JOB: Convert the records into a JSON list of strings, starting at the line that contains "Query: white stone pile" and continuing through the last line of the records, with each line as its own string and blank lines left out.

== DATASET ROWS ==

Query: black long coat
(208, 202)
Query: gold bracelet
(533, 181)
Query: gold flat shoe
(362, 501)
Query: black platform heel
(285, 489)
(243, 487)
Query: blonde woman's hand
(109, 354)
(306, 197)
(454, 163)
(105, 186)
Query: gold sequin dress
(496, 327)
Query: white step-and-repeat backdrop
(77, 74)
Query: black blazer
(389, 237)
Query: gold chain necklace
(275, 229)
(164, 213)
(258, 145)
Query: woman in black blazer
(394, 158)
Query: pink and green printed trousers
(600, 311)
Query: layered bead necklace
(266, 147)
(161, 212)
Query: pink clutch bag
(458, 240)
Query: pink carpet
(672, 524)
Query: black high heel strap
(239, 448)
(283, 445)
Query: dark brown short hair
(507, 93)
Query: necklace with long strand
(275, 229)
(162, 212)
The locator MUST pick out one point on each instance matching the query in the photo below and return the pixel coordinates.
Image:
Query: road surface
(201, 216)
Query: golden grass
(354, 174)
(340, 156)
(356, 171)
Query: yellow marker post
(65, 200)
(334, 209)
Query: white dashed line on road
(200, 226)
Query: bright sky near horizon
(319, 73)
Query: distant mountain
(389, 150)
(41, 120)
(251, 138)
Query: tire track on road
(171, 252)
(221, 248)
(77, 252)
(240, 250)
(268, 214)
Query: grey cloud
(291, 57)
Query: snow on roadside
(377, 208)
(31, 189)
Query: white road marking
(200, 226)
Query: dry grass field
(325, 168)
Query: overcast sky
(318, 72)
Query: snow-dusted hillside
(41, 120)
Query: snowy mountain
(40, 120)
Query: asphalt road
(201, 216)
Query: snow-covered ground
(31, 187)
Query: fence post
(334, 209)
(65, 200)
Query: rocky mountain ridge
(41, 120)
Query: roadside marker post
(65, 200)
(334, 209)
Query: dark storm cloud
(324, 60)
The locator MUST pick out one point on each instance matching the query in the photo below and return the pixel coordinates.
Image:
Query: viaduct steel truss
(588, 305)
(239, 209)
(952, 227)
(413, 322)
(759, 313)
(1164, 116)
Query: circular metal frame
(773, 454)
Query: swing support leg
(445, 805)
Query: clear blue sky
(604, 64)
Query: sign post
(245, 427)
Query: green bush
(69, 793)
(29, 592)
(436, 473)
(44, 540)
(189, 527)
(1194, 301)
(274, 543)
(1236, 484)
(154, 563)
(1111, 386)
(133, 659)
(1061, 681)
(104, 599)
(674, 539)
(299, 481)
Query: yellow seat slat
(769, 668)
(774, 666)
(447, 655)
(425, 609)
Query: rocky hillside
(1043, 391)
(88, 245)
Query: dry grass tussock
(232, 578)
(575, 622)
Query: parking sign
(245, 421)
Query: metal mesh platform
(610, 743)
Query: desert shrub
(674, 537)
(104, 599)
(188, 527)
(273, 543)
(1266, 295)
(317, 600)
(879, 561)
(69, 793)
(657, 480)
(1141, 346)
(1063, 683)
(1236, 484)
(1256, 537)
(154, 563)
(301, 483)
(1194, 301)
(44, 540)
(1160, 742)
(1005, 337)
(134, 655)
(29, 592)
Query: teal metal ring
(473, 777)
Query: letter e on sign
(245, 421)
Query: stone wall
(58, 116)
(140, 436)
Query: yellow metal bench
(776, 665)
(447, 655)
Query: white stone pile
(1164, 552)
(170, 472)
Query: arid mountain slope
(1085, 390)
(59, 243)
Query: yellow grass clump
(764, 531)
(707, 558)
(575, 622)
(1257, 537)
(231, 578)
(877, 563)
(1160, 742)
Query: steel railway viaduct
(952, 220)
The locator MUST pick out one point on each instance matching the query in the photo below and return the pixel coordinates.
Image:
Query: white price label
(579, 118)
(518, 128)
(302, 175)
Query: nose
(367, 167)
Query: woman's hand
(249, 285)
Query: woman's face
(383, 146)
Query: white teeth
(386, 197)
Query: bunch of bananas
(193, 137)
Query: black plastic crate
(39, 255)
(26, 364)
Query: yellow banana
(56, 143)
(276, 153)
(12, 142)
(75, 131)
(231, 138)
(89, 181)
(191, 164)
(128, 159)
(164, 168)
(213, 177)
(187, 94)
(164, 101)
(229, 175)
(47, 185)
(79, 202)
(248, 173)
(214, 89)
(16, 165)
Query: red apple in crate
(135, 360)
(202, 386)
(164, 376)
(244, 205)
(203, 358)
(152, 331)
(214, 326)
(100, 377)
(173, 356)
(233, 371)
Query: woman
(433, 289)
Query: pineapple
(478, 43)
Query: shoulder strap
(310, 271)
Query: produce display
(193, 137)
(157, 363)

===

RESULT:
[
  "Query: white stone pile",
  "(1164, 552)",
  "(170, 472)",
  "Query: arid mountain slope",
  "(1085, 390)",
  "(59, 243)",
  "Query: yellow grass clump",
  "(764, 531)",
  "(707, 558)",
  "(575, 622)",
  "(1257, 537)",
  "(231, 578)",
  "(877, 563)",
  "(1160, 742)",
  "Query: steel railway viaduct",
  "(952, 220)",
  "The locator MUST pick out one point on each instance matching the query in the photo below and return the pixel coordinates.",
  "Image:",
  "Query: white price label",
  "(579, 118)",
  "(518, 128)",
  "(302, 175)",
  "Query: nose",
  "(367, 167)",
  "Query: woman's hand",
  "(249, 285)",
  "Query: woman's face",
  "(383, 146)",
  "Query: white teeth",
  "(386, 197)",
  "Query: bunch of bananas",
  "(193, 137)",
  "Query: black plastic crate",
  "(39, 255)",
  "(26, 364)",
  "Query: yellow banana",
  "(56, 143)",
  "(276, 153)",
  "(12, 142)",
  "(75, 131)",
  "(231, 138)",
  "(89, 181)",
  "(191, 164)",
  "(128, 159)",
  "(164, 168)",
  "(213, 177)",
  "(187, 94)",
  "(164, 101)",
  "(229, 175)",
  "(47, 185)",
  "(79, 202)",
  "(248, 173)",
  "(214, 89)",
  "(16, 165)",
  "Query: red apple in crate",
  "(135, 360)",
  "(202, 386)",
  "(164, 376)",
  "(244, 205)",
  "(203, 358)",
  "(152, 331)",
  "(214, 326)",
  "(100, 377)",
  "(173, 356)",
  "(233, 371)",
  "Query: woman",
  "(433, 289)",
  "Query: pineapple",
  "(478, 43)",
  "Query: shoulder strap",
  "(310, 271)",
  "Query: produce display",
  "(193, 137)",
  "(157, 363)"
]